I just don't know if I can handle months on end with no communication, and him being withdrawn from our lives. 

I feel like we need to go to MC but I don't know if he would be willing to do that. I am to the point, I may just go to counseling myself. I need someone to talk to and try and work out all that is going on,


----------



## tennisstar (Dec 19, 2011)

My husband was upset, too, but he didn't ignore me. He realized it just didn't make sense. 

Also, I'm in my 40s and have worked hard to make decent money. I want to enjoy this time in my life, not be saddled with another debt and less time together.
_Posted via Mobile Device_


----------



## BrockLanders (Jul 23, 2012)

pennyblossom said:


> I think I just ruined my marriage. Let me state I do love my husband very much, and I really don't want it to be over, but I don't know if that is going to be enough to get us though this time.
> 
> Let me start out, we have been married 15 years and have 3 kids. MY husband went back to college and graduated last spring, he decided the other week, he may want to go to law school. He asked my opinion. Well I did some research, and with his age and the price I just don't think it is the best idea. Our middle child will be in college in 5 years, and our oldest is already in college. So money wise I just don't know if we could do it. Now he is mad at me, and thinks I don't support him. I do support him, I just don't agree with this decision.
> 
> We are having other problems at this time also, which have been on going over the last year. I just don't know what to do anymore. We can't talk about issues without fighting, so here lately we have just not been talking. We can't seem to agree on anything anymore. I really don't know what to do!


Frankly, most men love a cold hard logical analysis of the facts like you did. Unless he's a prodigy of sorts, if he finds a job it's going to pay under 50k. I live outside NYC and I work in the payroll buisiness and I know this to be true. He might just be mourning a dream of something he's always dreamed of, and that's okay. Maybe you can help find something more realistic and in line with his talents.


----------



## tennisstar (Dec 19, 2011)

Brock, do you mean any job or a job as a lawyer? There are lots of jobs that pay over 50k, so I'm not sure what you're referring to.

# # # #

_STATED GOAL 1:_
Which distinct usernames appear in the forum thread, counting both post headers and quote attributions?

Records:
# # # #

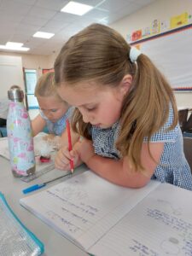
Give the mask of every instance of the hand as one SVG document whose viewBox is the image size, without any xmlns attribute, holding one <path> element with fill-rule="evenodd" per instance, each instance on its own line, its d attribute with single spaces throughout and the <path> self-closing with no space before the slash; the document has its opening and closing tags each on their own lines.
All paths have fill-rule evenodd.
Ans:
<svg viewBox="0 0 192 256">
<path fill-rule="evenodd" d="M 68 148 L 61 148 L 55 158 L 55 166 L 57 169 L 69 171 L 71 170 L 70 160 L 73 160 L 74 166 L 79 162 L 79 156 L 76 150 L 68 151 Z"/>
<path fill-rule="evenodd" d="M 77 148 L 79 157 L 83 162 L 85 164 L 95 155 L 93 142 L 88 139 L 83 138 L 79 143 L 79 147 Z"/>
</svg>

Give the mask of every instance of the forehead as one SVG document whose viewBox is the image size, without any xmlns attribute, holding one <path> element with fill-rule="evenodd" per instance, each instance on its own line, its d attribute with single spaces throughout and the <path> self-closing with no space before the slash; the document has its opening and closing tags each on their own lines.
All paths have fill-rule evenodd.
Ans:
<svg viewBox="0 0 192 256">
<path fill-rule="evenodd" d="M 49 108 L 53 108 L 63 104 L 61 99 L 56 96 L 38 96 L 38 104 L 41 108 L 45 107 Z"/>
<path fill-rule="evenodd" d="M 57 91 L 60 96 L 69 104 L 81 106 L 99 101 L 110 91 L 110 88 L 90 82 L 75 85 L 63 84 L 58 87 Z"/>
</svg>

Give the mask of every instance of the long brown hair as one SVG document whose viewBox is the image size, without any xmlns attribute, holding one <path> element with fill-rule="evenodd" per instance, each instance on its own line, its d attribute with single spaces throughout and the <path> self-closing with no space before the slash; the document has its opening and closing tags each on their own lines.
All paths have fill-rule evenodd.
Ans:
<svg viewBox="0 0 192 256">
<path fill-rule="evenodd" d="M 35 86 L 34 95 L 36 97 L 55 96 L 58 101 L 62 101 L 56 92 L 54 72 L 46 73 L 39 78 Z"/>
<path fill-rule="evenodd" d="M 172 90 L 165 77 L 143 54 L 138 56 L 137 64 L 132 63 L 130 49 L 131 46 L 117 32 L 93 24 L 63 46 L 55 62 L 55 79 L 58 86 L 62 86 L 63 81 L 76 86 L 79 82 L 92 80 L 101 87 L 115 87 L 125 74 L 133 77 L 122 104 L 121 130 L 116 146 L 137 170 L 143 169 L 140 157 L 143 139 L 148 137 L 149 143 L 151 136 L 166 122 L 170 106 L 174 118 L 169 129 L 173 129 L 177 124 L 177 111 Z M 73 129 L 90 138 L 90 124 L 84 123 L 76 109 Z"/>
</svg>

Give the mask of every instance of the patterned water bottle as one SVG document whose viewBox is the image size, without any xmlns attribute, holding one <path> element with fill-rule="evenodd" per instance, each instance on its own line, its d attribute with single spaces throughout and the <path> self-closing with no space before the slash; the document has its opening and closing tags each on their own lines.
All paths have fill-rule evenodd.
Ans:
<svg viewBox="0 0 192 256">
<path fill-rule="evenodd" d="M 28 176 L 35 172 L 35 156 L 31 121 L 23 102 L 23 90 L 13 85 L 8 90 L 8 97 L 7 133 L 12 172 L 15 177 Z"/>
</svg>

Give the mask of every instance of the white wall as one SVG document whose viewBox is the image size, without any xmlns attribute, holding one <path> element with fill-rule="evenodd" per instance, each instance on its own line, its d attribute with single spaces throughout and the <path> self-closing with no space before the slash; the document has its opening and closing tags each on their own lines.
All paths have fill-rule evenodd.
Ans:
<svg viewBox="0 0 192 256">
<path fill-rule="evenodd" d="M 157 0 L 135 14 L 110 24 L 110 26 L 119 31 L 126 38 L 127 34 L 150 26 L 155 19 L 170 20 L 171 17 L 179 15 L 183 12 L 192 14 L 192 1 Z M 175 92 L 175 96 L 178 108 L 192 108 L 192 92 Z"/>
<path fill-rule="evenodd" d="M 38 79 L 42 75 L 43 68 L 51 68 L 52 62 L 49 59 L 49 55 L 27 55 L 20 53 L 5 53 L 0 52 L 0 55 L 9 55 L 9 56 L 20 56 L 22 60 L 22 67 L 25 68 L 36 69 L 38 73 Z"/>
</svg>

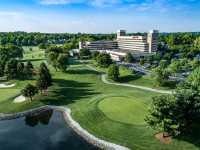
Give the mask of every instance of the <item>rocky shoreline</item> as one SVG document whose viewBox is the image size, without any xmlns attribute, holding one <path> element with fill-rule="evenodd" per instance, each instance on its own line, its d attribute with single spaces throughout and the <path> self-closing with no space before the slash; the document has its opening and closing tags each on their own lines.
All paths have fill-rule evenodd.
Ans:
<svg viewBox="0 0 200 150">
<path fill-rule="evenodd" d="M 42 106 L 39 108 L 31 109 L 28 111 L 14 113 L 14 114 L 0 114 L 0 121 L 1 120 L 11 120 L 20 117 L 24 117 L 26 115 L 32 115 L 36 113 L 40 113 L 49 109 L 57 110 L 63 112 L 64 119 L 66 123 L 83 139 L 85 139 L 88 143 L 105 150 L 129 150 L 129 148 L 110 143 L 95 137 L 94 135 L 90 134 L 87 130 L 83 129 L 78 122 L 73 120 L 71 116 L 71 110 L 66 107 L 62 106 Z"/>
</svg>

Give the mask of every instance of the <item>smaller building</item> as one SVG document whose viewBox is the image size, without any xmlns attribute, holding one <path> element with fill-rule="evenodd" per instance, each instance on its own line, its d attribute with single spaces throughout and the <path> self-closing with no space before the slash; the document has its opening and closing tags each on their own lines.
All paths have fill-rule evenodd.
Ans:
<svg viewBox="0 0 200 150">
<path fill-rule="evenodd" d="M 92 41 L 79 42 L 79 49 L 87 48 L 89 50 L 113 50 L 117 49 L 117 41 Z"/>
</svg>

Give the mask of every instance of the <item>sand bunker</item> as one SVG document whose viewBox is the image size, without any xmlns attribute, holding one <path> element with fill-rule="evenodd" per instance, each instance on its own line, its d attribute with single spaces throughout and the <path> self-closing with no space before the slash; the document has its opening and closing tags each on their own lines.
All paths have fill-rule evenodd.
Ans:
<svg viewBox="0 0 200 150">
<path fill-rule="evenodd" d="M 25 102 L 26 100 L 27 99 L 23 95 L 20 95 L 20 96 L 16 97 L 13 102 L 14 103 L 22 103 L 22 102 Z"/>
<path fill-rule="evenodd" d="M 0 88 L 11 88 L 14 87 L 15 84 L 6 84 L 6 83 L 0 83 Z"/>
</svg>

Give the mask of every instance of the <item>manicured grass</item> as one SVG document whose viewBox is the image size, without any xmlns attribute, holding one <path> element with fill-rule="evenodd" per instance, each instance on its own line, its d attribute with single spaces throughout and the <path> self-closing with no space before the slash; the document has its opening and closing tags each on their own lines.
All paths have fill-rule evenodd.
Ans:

# # # #

_STATED GOAL 2:_
Scale everything in the records from their start down to the line containing "68 148 L 61", and reproduce only those lines, requests included and pictures left out. Multiply every viewBox value and path coordinate in the answers by 1.25, rounding to whole numbers with halves going up.

_FINAL RESULT 1:_
tennisstar, BrockLanders, pennyblossom

_FINAL RESULT 2:_
Give the mask of every instance of the hand as one SVG document whose viewBox is the image size, without any xmlns attribute, holding one <path> element with fill-rule="evenodd" per instance, each instance on its own line, its d attribute with single spaces throughout and the <path> self-closing with no space before the slash; the document has its opening and closing tags each on their own lines.
All paths have fill-rule evenodd.
Ans:
<svg viewBox="0 0 240 320">
<path fill-rule="evenodd" d="M 85 185 L 76 185 L 69 198 L 69 208 L 71 211 L 86 214 L 89 213 L 88 200 L 91 200 L 93 208 L 99 203 L 99 195 L 95 188 L 85 189 Z"/>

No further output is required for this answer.